### Extrahierter Text
---
Das aktive Phased-Array-System hat die Fähigkeit, die Mikrowellenenergie um jeden räumlichen Punkt zu fokussieren, indem die digitalen Phasenverschieber einzeln gesteuert werden.
Im Februar 1993 wird die International Space Year - Microwave Energy Transmission in Space (ISY-METS) Rakete vom Kagoshima Space Center gestartet, wobei die Raumflugergebnisse eine exzellente Aufnahme von Mikrowellenenergie bei 2,411 GHz zeigen. Weitere Details darüber konnte ich bislang nicht finden.
Nachdem in den 1980er Jahren ansonsten kaum relevante
Aktivitäten zu verzeichnen sind, arbeitet die NASA mit Beginn der 1990er Jahre
wieder verstärkt an Ionen-Antrieben. Inzwischen hat man auch die Probleme
mit dem Cäsium und Quecksilber besser in den Griff bekommen – durch
den Einsatz des Edelgases Xenon als Treibstoff.
Dessen wichtigste Vorteile sind, daß es im Gegensatz zu Metallen nicht verdampft werden muß, ungiftig ist und aus einem Druckgastank leicht in das Triebwerk befördert werden kann, was in der Praxis besonders bei dem normalerweise festen Cäsium sehr schwierig war. Als Nachteil gegenüber dem Quecksilber gilt andererseits die niedrigere Atommasse, und außerdem benötigt das Xenon gegenüber den beiden Metallen höhere Ionisationsenergien.
Gemeinsam mit dem JPL wird nun das Projekt NASA Solar Electric Power Technology Application Readiness (NSTAR) ins Leben gerufen, zu dessen Aufgabe es zählt, einen solarbetriebenen Xenon-Ionen-Antrieb zu entwickeln.
---
### Aufgabe
Stimmen diese Aussagen mit dem extrahierten Text überein? Beantworte jede mit Ja oder Nein und zitiere die ausschlaggebenden Worte wörtlich: 1. Die ISY-METS-Rakete wurde vom Kagoshima Space Center gestartet. 2. Xenon hat eine höhere Atommasse als Quecksilber. 3. Xenon muss im Gegensatz zu Metallen nicht verdampft werden. Stütze dich nur auf den extrahierten Text.

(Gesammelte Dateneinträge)
---
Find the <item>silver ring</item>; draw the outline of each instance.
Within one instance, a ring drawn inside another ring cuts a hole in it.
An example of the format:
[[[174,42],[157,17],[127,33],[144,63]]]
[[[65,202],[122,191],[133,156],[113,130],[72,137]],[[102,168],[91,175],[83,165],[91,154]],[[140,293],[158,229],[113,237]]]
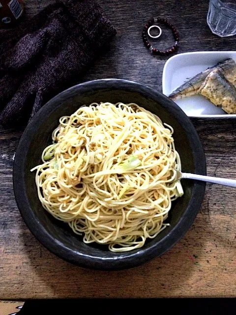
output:
[[[151,29],[152,29],[153,28],[156,28],[156,29],[158,29],[160,32],[160,33],[157,35],[156,36],[152,36],[150,34],[150,30],[151,30]],[[158,37],[159,37],[161,35],[161,29],[160,27],[157,26],[157,25],[152,25],[151,26],[150,26],[149,29],[148,30],[148,36],[149,36],[150,37],[151,37],[152,38],[158,38]]]

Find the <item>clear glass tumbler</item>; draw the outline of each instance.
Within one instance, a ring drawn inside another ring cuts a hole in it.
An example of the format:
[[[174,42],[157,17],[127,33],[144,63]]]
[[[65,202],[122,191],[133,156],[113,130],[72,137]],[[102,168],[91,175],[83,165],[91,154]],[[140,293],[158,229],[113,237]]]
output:
[[[207,24],[221,37],[236,34],[236,0],[210,0]]]

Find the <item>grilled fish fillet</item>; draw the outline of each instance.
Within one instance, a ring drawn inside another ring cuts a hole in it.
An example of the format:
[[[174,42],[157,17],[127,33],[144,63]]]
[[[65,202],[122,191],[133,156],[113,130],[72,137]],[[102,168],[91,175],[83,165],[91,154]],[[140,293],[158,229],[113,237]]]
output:
[[[228,114],[236,114],[236,88],[219,69],[207,75],[199,91],[203,96]]]
[[[199,89],[204,80],[215,69],[218,69],[229,82],[236,87],[236,63],[233,59],[229,58],[197,74],[174,91],[169,97],[176,100],[199,94]]]

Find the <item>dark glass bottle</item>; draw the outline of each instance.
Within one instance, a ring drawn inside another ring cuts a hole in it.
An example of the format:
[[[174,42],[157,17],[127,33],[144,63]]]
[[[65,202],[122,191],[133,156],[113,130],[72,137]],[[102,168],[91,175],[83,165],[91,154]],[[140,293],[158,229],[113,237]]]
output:
[[[23,12],[23,0],[0,0],[0,27],[13,27],[20,20]]]

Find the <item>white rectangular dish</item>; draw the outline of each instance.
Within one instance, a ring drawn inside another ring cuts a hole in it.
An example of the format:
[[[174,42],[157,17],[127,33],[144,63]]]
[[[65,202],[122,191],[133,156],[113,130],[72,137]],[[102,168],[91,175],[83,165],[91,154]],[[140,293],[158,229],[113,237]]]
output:
[[[168,96],[194,76],[228,58],[236,61],[236,51],[201,51],[174,56],[164,67],[163,94]],[[226,114],[203,96],[190,96],[175,101],[189,117],[236,118],[236,114]]]

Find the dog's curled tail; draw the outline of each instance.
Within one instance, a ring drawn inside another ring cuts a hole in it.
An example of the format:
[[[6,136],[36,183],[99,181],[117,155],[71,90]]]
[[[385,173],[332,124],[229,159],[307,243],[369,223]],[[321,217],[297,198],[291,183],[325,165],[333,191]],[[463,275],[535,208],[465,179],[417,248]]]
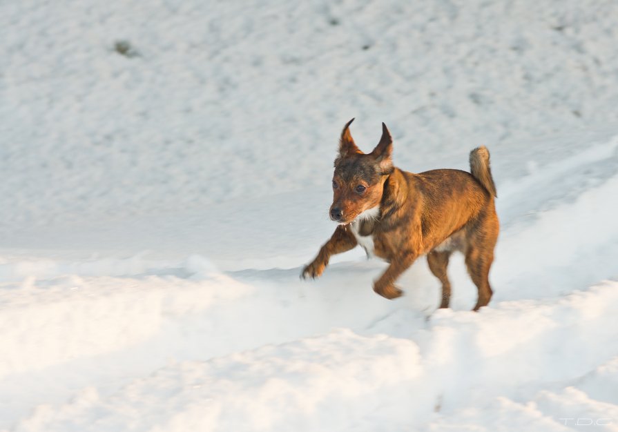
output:
[[[470,152],[470,173],[487,192],[498,197],[490,168],[490,151],[485,146],[477,147]]]

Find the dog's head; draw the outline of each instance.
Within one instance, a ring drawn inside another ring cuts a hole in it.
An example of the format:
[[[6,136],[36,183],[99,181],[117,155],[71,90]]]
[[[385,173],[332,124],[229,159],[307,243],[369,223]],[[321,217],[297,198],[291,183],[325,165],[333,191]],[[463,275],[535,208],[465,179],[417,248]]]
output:
[[[333,175],[330,217],[342,224],[349,224],[366,210],[379,208],[384,181],[394,169],[393,139],[386,125],[382,124],[380,142],[371,153],[365,154],[350,134],[349,126],[354,120],[348,121],[341,132]]]

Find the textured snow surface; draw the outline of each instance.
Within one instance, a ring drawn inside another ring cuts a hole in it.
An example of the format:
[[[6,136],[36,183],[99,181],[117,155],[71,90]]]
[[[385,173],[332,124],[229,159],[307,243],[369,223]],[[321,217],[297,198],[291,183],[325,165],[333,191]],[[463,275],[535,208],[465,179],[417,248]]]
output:
[[[0,3],[0,431],[618,431],[615,1]],[[492,153],[479,313],[300,281],[338,133]]]

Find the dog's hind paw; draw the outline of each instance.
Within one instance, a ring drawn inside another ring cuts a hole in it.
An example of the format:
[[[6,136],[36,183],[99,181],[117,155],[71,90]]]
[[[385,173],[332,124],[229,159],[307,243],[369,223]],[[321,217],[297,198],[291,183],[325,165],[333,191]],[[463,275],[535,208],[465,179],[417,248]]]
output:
---
### Ergebnis
1. Ja: „vom Kagoshima Space Center gestartet“
2. Nein: „Als Nachteil gegenüber dem Quecksilber gilt andererseits die niedrigere Atommasse“
3. Ja: „daß es im Gegensatz zu Metallen nicht verdampft werden muß“